WHAT TO WORK ON ::
Read the data and repeat it in full, exactly.

(Pointing records)
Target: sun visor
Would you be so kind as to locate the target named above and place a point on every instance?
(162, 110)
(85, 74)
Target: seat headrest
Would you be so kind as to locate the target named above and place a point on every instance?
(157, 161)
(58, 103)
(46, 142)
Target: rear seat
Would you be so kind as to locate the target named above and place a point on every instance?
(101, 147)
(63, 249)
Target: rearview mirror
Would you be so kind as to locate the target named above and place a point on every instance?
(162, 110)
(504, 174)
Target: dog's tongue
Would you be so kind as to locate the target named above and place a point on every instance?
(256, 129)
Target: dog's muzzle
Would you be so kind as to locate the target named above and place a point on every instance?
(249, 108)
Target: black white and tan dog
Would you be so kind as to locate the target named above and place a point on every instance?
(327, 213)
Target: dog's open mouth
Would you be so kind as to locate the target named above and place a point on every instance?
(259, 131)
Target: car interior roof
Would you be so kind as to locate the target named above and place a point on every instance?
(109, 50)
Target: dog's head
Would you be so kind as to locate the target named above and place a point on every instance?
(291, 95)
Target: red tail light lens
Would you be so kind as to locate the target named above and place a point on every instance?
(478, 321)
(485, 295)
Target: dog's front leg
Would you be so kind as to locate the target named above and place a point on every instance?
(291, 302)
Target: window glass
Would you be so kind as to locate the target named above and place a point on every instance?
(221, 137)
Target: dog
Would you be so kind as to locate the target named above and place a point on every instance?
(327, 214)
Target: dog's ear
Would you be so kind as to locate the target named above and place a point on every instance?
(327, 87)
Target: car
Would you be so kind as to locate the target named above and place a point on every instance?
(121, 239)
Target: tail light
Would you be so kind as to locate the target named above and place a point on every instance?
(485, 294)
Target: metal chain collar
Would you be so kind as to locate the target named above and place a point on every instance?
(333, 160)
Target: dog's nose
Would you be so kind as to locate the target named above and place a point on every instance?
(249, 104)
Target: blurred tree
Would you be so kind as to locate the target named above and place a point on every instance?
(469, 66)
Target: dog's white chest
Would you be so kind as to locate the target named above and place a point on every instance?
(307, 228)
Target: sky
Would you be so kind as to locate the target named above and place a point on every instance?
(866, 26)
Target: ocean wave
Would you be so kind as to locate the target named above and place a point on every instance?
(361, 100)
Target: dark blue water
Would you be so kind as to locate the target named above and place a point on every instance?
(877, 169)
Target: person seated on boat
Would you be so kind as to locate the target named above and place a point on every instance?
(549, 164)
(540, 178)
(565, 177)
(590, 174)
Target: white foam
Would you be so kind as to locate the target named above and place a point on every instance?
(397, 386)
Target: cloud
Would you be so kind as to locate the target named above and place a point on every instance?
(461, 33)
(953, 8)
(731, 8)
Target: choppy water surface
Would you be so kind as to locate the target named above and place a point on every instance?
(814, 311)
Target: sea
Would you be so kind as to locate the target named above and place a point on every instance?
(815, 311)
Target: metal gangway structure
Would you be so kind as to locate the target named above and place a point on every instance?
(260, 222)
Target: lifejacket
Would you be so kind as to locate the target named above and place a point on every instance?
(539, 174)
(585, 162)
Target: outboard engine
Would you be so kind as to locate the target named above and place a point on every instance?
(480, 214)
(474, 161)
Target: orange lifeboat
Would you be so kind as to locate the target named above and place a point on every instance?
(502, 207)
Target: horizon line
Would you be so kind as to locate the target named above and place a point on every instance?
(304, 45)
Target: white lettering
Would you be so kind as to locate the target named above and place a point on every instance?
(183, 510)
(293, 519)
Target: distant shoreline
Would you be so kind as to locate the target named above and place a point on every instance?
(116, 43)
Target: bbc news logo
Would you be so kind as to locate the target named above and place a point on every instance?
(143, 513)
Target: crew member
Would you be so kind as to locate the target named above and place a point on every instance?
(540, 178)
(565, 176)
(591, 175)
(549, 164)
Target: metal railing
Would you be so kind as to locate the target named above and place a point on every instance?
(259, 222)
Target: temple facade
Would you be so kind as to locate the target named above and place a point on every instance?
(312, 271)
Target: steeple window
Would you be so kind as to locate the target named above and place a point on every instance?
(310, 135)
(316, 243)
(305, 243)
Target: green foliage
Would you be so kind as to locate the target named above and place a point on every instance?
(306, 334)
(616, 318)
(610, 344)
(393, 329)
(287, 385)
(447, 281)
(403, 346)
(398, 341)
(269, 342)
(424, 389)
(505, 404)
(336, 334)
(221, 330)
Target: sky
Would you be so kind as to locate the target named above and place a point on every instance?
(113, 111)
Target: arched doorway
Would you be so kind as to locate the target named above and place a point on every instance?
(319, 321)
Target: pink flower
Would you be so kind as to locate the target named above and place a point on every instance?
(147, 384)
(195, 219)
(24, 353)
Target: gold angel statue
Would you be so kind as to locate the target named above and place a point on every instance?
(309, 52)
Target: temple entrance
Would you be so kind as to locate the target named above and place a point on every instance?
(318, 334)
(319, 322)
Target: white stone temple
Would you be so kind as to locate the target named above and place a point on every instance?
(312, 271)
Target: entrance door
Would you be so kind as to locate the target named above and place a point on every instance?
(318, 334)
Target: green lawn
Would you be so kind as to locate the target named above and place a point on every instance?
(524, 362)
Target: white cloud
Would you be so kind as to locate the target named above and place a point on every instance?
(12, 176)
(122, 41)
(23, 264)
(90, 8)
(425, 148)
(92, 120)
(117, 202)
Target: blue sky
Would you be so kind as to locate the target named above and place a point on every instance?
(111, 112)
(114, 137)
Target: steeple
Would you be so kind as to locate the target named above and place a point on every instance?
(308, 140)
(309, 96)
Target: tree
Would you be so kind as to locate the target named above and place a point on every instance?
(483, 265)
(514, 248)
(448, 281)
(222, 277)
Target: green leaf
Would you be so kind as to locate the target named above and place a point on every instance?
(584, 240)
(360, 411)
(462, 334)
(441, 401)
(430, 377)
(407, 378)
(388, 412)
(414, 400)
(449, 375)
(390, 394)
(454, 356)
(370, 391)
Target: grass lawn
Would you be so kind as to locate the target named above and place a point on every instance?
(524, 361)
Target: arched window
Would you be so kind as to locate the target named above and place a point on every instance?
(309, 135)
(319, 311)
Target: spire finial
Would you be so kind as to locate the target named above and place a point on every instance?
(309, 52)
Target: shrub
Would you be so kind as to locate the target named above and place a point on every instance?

COMPLETED TASK ::
Target: sun visor
Would you be so kind as to locate the target named above and place a point on every instance?
(162, 110)
(85, 74)
Target: seat headrest
Would you be so kind as to locate the target named above and place a point on every instance?
(157, 161)
(58, 103)
(46, 142)
Target: rear seat
Would you be so kind as to locate the target named above and place a point on every instance?
(101, 147)
(63, 249)
Target: rearview mirror
Would you be so kind as to locate the target named above and place a point on every instance?
(162, 110)
(504, 174)
Target: dog's tongue
Would you be so kind as to locate the target named above and place a point on every instance?
(256, 129)
Target: dog's muzzle
Would you be so kind as to locate the target named above and place a point on every instance?
(249, 108)
Target: black white and tan dog
Would you be so kind as to locate the target named above and place a point on every instance?
(327, 213)
Target: dog's open mouth
Would you be so kind as to locate the target named above and place a point on every instance?
(259, 131)
Target: car interior roof
Would you be so kind as to locate the target named above and place a point on every instance?
(109, 50)
Target: dog's head
Would you be so kind as to locate the target named above and place a point on every instance?
(291, 95)
Target: red tail light lens
Would you be so kind as to locate the target named above and place a point on every instance?
(478, 321)
(485, 295)
Target: dog's front leg
Would you be so kind as to locate the target named above and place a point on every instance?
(291, 302)
Target: window glass
Would you be so kind as to locate the target named above and place a point on every instance?
(221, 137)
Target: dog
Would you be so kind as to locate the target named above and place a point on every instance?
(327, 214)
Target: dog's ear
Would you be so kind as to locate the target named above and place a point on every instance?
(327, 87)
Target: car
Would you be so kind as to locate the target named above and place a point on every instance?
(121, 239)
Target: tail light
Would you be so kind as to locate the target named above and place a point on every instance?
(485, 294)
Target: metal chain collar
Would you be so kind as to locate the target named above and place a point on every instance?
(333, 160)
Target: dog's nose
Would you be so kind as to locate the target named above and place a point on every instance?
(249, 104)
Target: blurred tree
Would you be so kind as to locate the target named above and place a point on every instance?
(469, 66)
Target: dog's white chest
Would you be so kind as to locate the target named above and place a point on every instance?
(307, 228)
Target: sky
Would you be so kind as to locate the target named above and place a point on every instance?
(866, 26)
Target: ocean wave
Would you be so kind as to locate the target named above and place a point on every instance?
(361, 100)
Target: dark blue water
Would you be so kind as to locate the target named above and place a point on every instance?
(877, 169)
Target: person seated on boat
Would you be so kind as to locate the target named above and place a point on every instance?
(549, 164)
(540, 178)
(565, 177)
(590, 174)
Target: white foam
Would you be so kind as to locate the target named above and place a point on every instance?
(397, 386)
Target: cloud
Would you be so kind as to locate the target named above and place a point on every instance?
(461, 33)
(953, 8)
(731, 8)
Target: choppy water surface
Would you be so kind as to locate the target named above and place a point on every instance?
(814, 311)
Target: sea
Would you be so kind as to locate the target named above and place a point on every instance?
(815, 311)
Target: metal gangway structure
Would you be so kind as to locate the target named above and place a point on every instance?
(260, 222)
Target: lifejacket
Would you be so kind as to locate the target named above and place a point on every instance?
(539, 174)
(585, 162)
Target: outboard engine
Would you be so kind as to locate the target named above and place a point on every instance?
(480, 214)
(474, 161)
Target: orange lifeboat
Would you be so kind as to locate the target named above and place a point on every instance?
(502, 207)
Target: horizon line
Would you be so kind as to locate the target named above and place a point on every instance?
(304, 45)
Target: white lettering
Would you be so kind as to locate the target named above and place a point on every instance?
(183, 510)
(293, 519)
Target: distant shoreline
Would you be so kind as to locate the target named above and place a point on every instance?
(116, 43)
Target: bbc news logo
Would you be so kind as to locate the target named above and place a point on every instance?
(143, 513)
Target: crew member
Would you be so kind as to locate the target named above and place a point on every instance?
(540, 178)
(565, 176)
(591, 175)
(549, 164)
Target: metal railing
Would you be so kind as to locate the target named above and place a point on every instance?
(259, 222)
Target: temple facade
Would you be so kind as to locate the target named above and place a point on every instance?
(312, 271)
Target: steeple window
Would you be so kind as to locate the target named above and place a point on every instance?
(310, 135)
(316, 243)
(305, 243)
Target: green foliage
Would you be so kind as to locate the target named above and place a point on every instance?
(306, 334)
(616, 318)
(610, 344)
(393, 329)
(287, 385)
(447, 281)
(403, 346)
(398, 341)
(269, 342)
(424, 389)
(505, 404)
(336, 334)
(221, 330)
Target: sky
Would you be so kind as to locate the target named above and place a point on every instance?
(113, 111)
Target: arched doorway
Would you be so kind as to locate the target named above and place a point on every instance?
(319, 321)
Target: pink flower
Would you be so kind as to locate the target named above and place a point on every instance?
(147, 384)
(195, 219)
(24, 353)
Target: gold angel statue
Would you be so kind as to locate the target named above and place a point on every instance?
(309, 52)
Target: temple entrance
Would you be so kind as to locate the target named above and place a point on every instance?
(318, 334)
(319, 322)
Target: white stone temple
Would you be so kind as to locate the target named above and place a point on every instance?
(312, 271)
Target: entrance door
Would you be so kind as to locate the target named above and place a point on every instance?
(318, 334)
Target: green lawn
Would you be so kind as to locate the target named above and place a point on every instance?
(524, 362)
Target: white cloud
Would you be so kind as to locate the target named above and place a point on every instance?
(12, 176)
(122, 41)
(23, 264)
(90, 8)
(425, 148)
(92, 120)
(117, 202)
Target: blue sky
Would you be so kind as to locate the target named above and place a point on every instance?
(111, 112)
(114, 137)
Target: steeple
Would you be so kind as to locate the target named above and place a point on every instance?
(308, 140)
(309, 96)
Target: tree
Would you be so kind as to locate the target named above and place a point on every instance?
(483, 265)
(514, 248)
(448, 281)
(222, 277)
Target: green leaf
Would you be so kind as to locate the target named above and place a point on every instance?
(584, 240)
(360, 411)
(462, 334)
(441, 401)
(430, 377)
(407, 378)
(388, 412)
(414, 400)
(449, 375)
(390, 394)
(454, 356)
(370, 391)
Target: grass lawn
Would you be so kind as to locate the target named above and place a point on every instance?
(524, 361)
Target: arched window
Would you be so kind as to locate the target named above and place a point on every instance?
(309, 135)
(319, 311)
Target: spire finial
Would you be so kind as to locate the target named above and place a point on every instance?
(309, 52)
Target: shrub
Would you be so kind as to locate the target named above and place a point on every instance?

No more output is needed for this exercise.